Top of Exercise text

An armed Russian security guard stands at the ski resort Rosa Khutor, where the snow and sliding sports venues for the 2014 Winter Olympics are located, Tuesday, Feb. 4, 2014, in Krasnaya Polyana, Russia. Amid tight security, the U.S. Homeland Security Department is warning airlines flying to Russia that terrorists may try to smuggle explosives on board hidden in toothpaste tubes.
Despite a temporary Russian ban on liquids in carry-on luggage, some air travelers heading to the Olympics through Moscow brought toothpaste and other toiletries through security checkpoints without problems.
The Homeland Security Department warned airlines flying to Russia that terrorists might try to smuggle explosives in toothpaste tubes.
On Thursday, the agency banned all liquids from carry-on luggage for nonstop flights from the U.S. to Russia.
Yet six Associated Press employees passed through security in Moscow without having to remove toothpaste, hand lotion or water bottles from their carry-on luggage.
Other travelers had similar experiences.
“I had an empty … water bottle because I was hoping to fill it up on the plane but no one checked it,” said Matt Segal, an Australian tourist who traveled from Moscow to Sochi.
Some AP employees traveling directly to Sochi from Frankfurt, Germany, passed through security there carrying travel-sized liquids, including toothpaste.
A photographer who had a plastic bag with a half-dozen liquid items was asked to take it out for screening in Boston, but security officials in Frankfurt left it in the bag.
A journalist who carried a water bottle at a Sochi train station had to hand it over to security officials. They examined it with a scanning device to make sure its contents were not flammable before returning it.

Bottom of Exercise text
Top of Source data

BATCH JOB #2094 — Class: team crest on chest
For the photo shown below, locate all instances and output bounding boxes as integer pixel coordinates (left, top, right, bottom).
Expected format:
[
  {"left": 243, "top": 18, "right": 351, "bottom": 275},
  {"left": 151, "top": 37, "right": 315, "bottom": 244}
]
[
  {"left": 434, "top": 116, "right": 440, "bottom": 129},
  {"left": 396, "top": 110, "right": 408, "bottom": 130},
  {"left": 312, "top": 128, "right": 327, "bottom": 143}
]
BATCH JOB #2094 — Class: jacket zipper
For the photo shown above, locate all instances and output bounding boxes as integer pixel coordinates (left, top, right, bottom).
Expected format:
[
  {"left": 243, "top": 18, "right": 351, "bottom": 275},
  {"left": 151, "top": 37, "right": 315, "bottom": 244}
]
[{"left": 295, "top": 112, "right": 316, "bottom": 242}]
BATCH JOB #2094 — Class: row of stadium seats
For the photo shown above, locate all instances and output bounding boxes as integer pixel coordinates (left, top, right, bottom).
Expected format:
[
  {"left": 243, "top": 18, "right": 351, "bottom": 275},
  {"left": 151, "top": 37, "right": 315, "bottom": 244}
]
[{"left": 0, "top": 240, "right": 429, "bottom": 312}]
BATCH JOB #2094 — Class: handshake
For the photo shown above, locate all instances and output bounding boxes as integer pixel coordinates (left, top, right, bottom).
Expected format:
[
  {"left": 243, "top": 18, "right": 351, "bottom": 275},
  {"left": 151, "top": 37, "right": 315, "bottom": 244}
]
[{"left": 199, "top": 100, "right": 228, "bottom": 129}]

Bottom of Source data

### List of tasks
1: In the news report on Olympic travel security, what did the Homeland Security Department ban from carry-on luggage on Thursday, and on which flights?
2: Quote the stretch of the news report on Olympic travel security from "Yet six Associated" through "liquids, including toothpaste.".

### Task results
1: It banned all liquids from carry-on luggage on nonstop flights from the U.S. to Russia.

2:
Yet six Associated Press employees passed through security in Moscow without having to remove toothpaste, hand lotion or water bottles from their carry-on luggage.
Other travelers had similar experiences.
“I had an empty … water bottle because I was hoping to fill it up on the plane but no one checked it,” said Matt Segal, an Australian tourist who traveled from Moscow to Sochi.
Some AP employees traveling directly to Sochi from Frankfurt, Germany, passed through security there carrying travel-sized liquids, including toothpaste.